* **Texto fornecido**

"""

Sumário: 1. Acesso à Justiça e meios alternativos de resolução de conflitos. 2. Serviço de Mediação familiar. 3. Referências Bibliográficas.
1. Acesso à Justiça e meios alternativos de resolução de conflitos.
O termo “acesso à justiça”, como o mais básico dos direitos humanos
[1], pode ser entendido como acesso ao Poder Judiciário. Tal concepção deve ser compreendida dentro de uma visão mais abrangente, ou seja, de ingresso ao Judiciário e a uma ordem jurídica socialmente justa
[2]. Nos dizeres de Rodrigues, “acesso a uma ordem determinada de valores e de direitos fundamentais para o ser humano”
[3], no qual “não se esgota no acesso ao judiciário e no próprio universo do direito estatal”
[4], até mesmo porque nem todas as formas de resolução de conflitos passam necessariamente pelo acesso à jurisdição diante da existência de meios alternativos ou extrajudiciais de resolução de conflitos.

"""

* **Enunciado da tarefa**
Escreva a continuação do texto sobre acesso à justiça e mediação familiar, começando logo após a última frase apresentada.

* **Registros armazenados**
"""

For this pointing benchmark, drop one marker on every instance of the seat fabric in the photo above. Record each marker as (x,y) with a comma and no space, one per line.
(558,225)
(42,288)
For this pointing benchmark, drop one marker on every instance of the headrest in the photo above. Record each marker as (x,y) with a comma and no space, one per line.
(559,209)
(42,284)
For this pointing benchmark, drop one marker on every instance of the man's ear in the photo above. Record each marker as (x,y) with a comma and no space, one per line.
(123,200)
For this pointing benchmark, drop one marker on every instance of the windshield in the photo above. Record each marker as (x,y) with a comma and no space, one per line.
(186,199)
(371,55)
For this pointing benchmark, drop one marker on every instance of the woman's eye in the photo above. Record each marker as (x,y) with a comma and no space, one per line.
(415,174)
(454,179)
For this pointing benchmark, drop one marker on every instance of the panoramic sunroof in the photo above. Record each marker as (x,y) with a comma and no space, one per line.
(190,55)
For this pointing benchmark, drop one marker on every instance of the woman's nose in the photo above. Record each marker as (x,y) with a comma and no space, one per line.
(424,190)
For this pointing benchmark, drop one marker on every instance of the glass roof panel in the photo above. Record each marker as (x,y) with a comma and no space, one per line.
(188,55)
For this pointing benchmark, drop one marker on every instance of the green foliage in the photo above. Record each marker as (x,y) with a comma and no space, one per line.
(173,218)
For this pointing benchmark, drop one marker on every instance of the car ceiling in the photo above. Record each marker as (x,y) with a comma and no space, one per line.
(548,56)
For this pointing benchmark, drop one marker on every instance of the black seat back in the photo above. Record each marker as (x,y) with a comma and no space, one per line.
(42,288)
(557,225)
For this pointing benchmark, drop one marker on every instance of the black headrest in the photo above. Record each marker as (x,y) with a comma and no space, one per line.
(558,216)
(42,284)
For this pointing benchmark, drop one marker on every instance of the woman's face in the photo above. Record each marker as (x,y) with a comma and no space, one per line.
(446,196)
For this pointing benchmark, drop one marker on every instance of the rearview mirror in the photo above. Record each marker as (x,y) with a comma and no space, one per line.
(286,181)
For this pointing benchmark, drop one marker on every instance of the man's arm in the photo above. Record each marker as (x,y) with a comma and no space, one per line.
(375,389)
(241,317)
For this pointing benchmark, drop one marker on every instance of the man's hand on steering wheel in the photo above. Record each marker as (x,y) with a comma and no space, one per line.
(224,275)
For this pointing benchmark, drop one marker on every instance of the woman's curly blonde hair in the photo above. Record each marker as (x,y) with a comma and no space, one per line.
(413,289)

"""

* **Resposta à tarefa**
Contemporaneamente, o acesso à justiça sofre restrições de caráter geral e específico. Exemplos do primeiro tipo de restrição são os obstáculos de ordem econômica, sócio-cultural e psicológicos que atingem a todas as classes, principalmente as mais desfavorecidas. As restrições de caráter específico estão relacionadas à estrutura normativa e procedimental do Direito e da própria estrutura atual do Poder Judiciário.
No caminho pela busca de soluções práticas para resolver os problemas que barram um efetivo acesso à justiça foram realizadas no Brasil uma série de mudanças que visaram não só a revisão do sistema legal e institucional, com também a criação de novos instrumentos jurídicos, principalmente, com o advento da CRFB/88 que, por exemplo, inseriu mecanismos para a defesa dos direitos individuais, difusos e coletivos, criou juizados especiais e defensorias públicas,
[5] entre outros.
Além destas inovações, houve também a criação e alargamento dos métodos extrajudiciais de solução de conflitos, considerados procedimentos alternativos ao Poder Judiciário
[6], tais como a arbitragem
[7], mediação
[8] e conciliação
[9].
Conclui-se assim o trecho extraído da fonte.